[Data items]
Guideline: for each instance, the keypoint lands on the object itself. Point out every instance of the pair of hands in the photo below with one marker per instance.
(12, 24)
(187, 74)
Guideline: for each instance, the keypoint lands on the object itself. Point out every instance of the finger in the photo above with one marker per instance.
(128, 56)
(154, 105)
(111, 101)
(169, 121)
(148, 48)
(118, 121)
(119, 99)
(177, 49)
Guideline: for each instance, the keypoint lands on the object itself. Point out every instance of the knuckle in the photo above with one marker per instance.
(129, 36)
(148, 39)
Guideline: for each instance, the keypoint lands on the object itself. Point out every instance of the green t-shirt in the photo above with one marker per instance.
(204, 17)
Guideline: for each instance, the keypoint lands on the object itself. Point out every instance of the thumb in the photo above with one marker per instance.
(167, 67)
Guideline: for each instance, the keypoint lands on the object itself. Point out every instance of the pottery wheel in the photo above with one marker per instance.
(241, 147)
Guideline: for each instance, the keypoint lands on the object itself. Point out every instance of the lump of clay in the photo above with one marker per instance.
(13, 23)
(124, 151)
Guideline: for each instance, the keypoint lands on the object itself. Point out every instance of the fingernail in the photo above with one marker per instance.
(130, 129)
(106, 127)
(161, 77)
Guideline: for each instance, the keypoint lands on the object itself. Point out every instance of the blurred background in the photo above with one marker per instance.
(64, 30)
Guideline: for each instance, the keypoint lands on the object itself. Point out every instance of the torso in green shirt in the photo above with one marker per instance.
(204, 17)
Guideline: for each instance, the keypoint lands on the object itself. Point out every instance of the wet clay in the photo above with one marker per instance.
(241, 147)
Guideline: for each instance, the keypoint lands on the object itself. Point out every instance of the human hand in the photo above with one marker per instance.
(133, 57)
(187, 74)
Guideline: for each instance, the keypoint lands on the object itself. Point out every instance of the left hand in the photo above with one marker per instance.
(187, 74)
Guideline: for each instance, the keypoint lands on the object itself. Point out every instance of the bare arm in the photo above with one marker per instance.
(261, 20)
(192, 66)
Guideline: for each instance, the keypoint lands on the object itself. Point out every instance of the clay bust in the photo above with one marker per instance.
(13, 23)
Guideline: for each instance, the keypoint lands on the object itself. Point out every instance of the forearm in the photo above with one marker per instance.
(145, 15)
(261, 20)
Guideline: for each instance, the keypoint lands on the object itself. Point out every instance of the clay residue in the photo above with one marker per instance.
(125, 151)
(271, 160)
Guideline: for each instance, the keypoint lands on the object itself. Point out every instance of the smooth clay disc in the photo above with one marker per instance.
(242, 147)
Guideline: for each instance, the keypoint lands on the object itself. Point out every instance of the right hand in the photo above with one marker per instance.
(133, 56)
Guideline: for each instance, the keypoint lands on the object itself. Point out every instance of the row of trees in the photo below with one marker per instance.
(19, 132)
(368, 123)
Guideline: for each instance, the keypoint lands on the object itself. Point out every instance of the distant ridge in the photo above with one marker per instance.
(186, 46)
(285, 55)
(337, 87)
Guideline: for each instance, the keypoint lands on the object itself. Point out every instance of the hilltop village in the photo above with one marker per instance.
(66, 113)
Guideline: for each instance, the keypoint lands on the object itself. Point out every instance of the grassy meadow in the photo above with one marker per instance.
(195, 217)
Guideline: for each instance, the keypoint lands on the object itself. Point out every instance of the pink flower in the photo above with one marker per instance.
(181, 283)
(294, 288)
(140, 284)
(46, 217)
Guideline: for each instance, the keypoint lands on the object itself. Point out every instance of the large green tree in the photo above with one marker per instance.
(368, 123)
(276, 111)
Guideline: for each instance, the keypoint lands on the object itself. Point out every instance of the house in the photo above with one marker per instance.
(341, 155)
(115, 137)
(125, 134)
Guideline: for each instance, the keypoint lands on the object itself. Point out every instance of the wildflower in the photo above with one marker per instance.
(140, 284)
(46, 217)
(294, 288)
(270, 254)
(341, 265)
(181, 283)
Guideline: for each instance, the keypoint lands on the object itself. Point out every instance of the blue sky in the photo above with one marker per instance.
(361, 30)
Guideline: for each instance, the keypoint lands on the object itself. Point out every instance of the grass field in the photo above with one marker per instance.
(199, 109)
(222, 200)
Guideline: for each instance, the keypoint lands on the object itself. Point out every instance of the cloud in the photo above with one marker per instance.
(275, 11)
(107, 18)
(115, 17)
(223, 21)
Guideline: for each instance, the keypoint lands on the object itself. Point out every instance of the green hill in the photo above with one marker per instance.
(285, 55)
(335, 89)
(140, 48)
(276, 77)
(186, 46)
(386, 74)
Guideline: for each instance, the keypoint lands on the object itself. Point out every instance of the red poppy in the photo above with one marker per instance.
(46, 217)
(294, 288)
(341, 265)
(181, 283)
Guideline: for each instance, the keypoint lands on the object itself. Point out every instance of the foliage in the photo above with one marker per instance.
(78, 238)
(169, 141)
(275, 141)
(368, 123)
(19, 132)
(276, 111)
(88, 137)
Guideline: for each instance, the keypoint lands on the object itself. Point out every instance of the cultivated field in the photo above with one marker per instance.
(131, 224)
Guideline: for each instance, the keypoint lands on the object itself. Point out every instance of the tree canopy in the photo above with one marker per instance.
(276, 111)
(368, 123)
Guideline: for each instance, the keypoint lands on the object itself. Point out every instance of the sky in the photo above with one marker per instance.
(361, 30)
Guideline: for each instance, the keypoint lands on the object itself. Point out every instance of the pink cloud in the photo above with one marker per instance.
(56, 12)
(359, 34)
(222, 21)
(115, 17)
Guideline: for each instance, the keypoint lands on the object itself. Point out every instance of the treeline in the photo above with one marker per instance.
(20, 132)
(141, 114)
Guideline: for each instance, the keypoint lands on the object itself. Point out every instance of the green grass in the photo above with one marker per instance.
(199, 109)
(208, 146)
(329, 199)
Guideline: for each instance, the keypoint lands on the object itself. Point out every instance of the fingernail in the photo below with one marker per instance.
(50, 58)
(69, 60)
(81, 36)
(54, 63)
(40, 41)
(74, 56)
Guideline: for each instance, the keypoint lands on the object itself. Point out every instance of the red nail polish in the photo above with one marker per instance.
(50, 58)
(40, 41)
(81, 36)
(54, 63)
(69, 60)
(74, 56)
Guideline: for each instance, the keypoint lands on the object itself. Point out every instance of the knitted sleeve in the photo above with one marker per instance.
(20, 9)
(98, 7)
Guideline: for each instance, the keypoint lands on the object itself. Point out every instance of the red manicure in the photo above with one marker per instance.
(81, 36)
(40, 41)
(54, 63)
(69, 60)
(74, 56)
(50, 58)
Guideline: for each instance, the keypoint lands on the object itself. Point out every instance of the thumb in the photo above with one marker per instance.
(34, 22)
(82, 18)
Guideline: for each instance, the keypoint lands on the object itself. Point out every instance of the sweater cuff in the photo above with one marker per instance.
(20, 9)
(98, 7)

Exercise – Emit the records above again, exactly, with no line skipped.

Result –
Guideline: for each instance, the keypoint lands on the object itself. Point out every instance of the pair of hands in the photo below with one marker per instance.
(12, 24)
(187, 74)
Guideline: for each instance, the keypoint lands on the object itself. Point out every instance of the finger in the photo above with one marker per instance.
(128, 56)
(154, 105)
(111, 101)
(169, 121)
(148, 48)
(118, 121)
(119, 99)
(177, 49)
Guideline: for each instance, the keypoint lands on the object itself. Point out every instance of the knuckle in the photo above with one marker per instance.
(129, 36)
(148, 39)
Guideline: for each instance, the keypoint lands on the object itself. Point out every instance of the green t-shirt in the photo above with one marker per instance.
(204, 17)
Guideline: for each instance, the keypoint lands on the object itself. Point out every instance of the thumb in the photo above with one marker per instance.
(167, 67)
Guideline: for each instance, the keypoint lands on the object itself. Point out every instance of the pottery wheel in the photo above with one marker per instance.
(241, 147)
Guideline: for each instance, the keypoint lands on the object itself. Point out every instance of the lump of clay in the photo above with one marker per instance.
(13, 23)
(124, 151)
Guideline: for each instance, the keypoint lands on the object itself. Point out every instance of the fingernail in the photo above with one marker per instance.
(130, 129)
(106, 127)
(161, 77)
Guideline: for each instance, the keypoint lands on the object itself. Point out every instance of the blurred background in the photo above with one marker per instance.
(64, 30)
Guideline: for each instance, the keypoint lands on the object itself. Point out every instance of the torso in green shirt in the photo above with one marker per instance.
(204, 17)
Guideline: for each instance, the keypoint lands on the object itself. Point out every instance of the wet clay in the photo above with one marker per instance.
(241, 147)
Guideline: for each instance, the keypoint lands on the object itself. Point out every instance of the human hand in the photo above with one marker per instance.
(133, 57)
(187, 74)
Guideline: for each instance, the keypoint lands on the object itself. Point out every instance of the left hand in the photo above with one marker per instance.
(187, 74)
Guideline: for each instance, the keypoint lands on the object itself. Point out every instance of the bare arm in the photo above with one marker per instance.
(261, 20)
(192, 66)
Guideline: for each instance, the keypoint lands on the object itself. Point out every instance of the clay bust in the photo above with one marker per instance.
(13, 23)
Guideline: for each instance, the keypoint lands on the object itself. Point out every instance of the forearm in the photo above with one marker per instance.
(145, 15)
(261, 20)
Guideline: for each instance, the keypoint lands on the object itself. Point out every instance of the clay residue in the photo above with one marker per instance.
(125, 151)
(271, 160)
Guideline: for each instance, the keypoint lands on the object itself. Point out every instance of the smooth clay disc in the photo above with one marker per instance.
(242, 147)
Guideline: for each instance, the keypoint lands on the object itself. Point out every instance of the right hand in the photo above with one marker per instance.
(133, 56)
Guideline: for each instance, the keypoint lands on the object itself. Point out every instance of the row of trees in the photo below with one marker per instance.
(19, 132)
(368, 123)
Guideline: for each instance, the keypoint lands on the object itself. Point out every instance of the distant ridge in the photo above with one marker per instance.
(186, 46)
(285, 55)
(337, 87)
Guideline: for each instance, the keypoint lands on the object itself. Point out every instance of the hilltop village in the photo above with one marker per instance.
(66, 113)
Guideline: for each instance, the keypoint lands on the object itself. Point out every instance of the grassy meadow in the photo above with one marker per instance.
(195, 217)
Guideline: for each instance, the keypoint lands on the object itself. Point out every instance of the pink flower in the photo above with one marker per instance.
(181, 283)
(294, 288)
(140, 284)
(46, 217)
Guideline: for each instance, the keypoint lands on the object itself. Point out every instance of the large green tree in the photo above with one marker per instance.
(368, 123)
(276, 111)
Guideline: for each instance, the keypoint lands on the object itself. Point out every instance of the house in the photo above with one marker per instance.
(341, 155)
(115, 137)
(125, 134)
Guideline: for each instance, the keypoint lands on the object itself. Point out every instance of the wildflower in the photo above with one marker per instance.
(140, 284)
(46, 217)
(294, 288)
(270, 254)
(341, 265)
(181, 283)
Guideline: for each instance, the keypoint lands on the object itself. Point out every instance of the blue sky in the photo above with one marker per instance.
(361, 30)
Guideline: for each instance, the keypoint lands on the object itself. Point out every instance of the grass field in the photo above with one marker per instance.
(199, 109)
(222, 200)
Guideline: for each instance, the keypoint lands on the object itself. Point out every instance of the cloud in the photo above with one marker per instance.
(275, 11)
(107, 18)
(115, 17)
(223, 21)
Guideline: for each instance, the keypoint lands on the object itself. Point out every instance of the green hill in the photo above with one marker per instance.
(285, 55)
(335, 89)
(140, 48)
(276, 77)
(186, 46)
(386, 74)
Guideline: for each instance, the keypoint lands on the object itself. Point out every instance of the red poppy in the photo above with one marker per instance.
(46, 217)
(294, 288)
(341, 265)
(181, 283)
Guideline: for each instance, the keypoint lands on the object itself. Point out every instance of the foliage in the photo above with one marker per instance.
(78, 238)
(169, 141)
(275, 141)
(368, 123)
(19, 132)
(276, 111)
(88, 137)
Guideline: for each instance, the keypoint lands on the object itself. Point out every instance of the cultivated field in the photo above with one marker per instance.
(131, 224)
Guideline: for each instance, the keypoint lands on the object itself. Point out every instance of the tree canopy in the photo above with one marker per instance.
(276, 111)
(368, 123)
Guideline: for each instance, the keypoint lands on the object itself. Point out every instance of the sky in the photo above with one marker per instance.
(361, 30)
Guideline: for each instance, the keypoint lands on the object itself. Point out every instance of the pink cloud in the photo above with one marker per instance.
(56, 12)
(359, 34)
(222, 21)
(115, 17)
Guideline: for each instance, the keypoint lands on the object itself. Point out every instance of the treeline in the photo above with one marker per instance.
(20, 132)
(141, 114)
Guideline: for each instance, the keypoint lands on the object itself. Point out every instance of the green grass in the photo above with one marker per instance.
(199, 109)
(208, 146)
(329, 199)
Guideline: for each instance, the keypoint lands on the object itself. Point out every instance of the fingernail in the photo below with one marker per instance.
(50, 58)
(69, 60)
(81, 36)
(54, 63)
(40, 41)
(74, 56)
Guideline: for each instance, the keypoint lands on the object itself. Point out every instance of the red nail polish in the photo above with one marker per instance.
(50, 58)
(40, 41)
(81, 36)
(54, 63)
(69, 60)
(74, 56)
Guideline: for each instance, the keypoint lands on the object itself. Point out every instance of the knitted sleeve in the photo above with one marker per instance.
(20, 9)
(98, 7)
Guideline: for each instance, the keypoint lands on the object itself. Point out every instance of the red manicure in the photo above with one marker per instance.
(81, 36)
(40, 41)
(54, 63)
(69, 60)
(74, 56)
(50, 58)
Guideline: for each instance, the keypoint lands on the object itself. Point out every instance of the thumb in the photo above with one marker per instance.
(34, 22)
(82, 18)
Guideline: for each instance, the keypoint lands on the object itself. Point out every instance of the sweater cuff in the photo above with one marker per instance.
(20, 9)
(98, 7)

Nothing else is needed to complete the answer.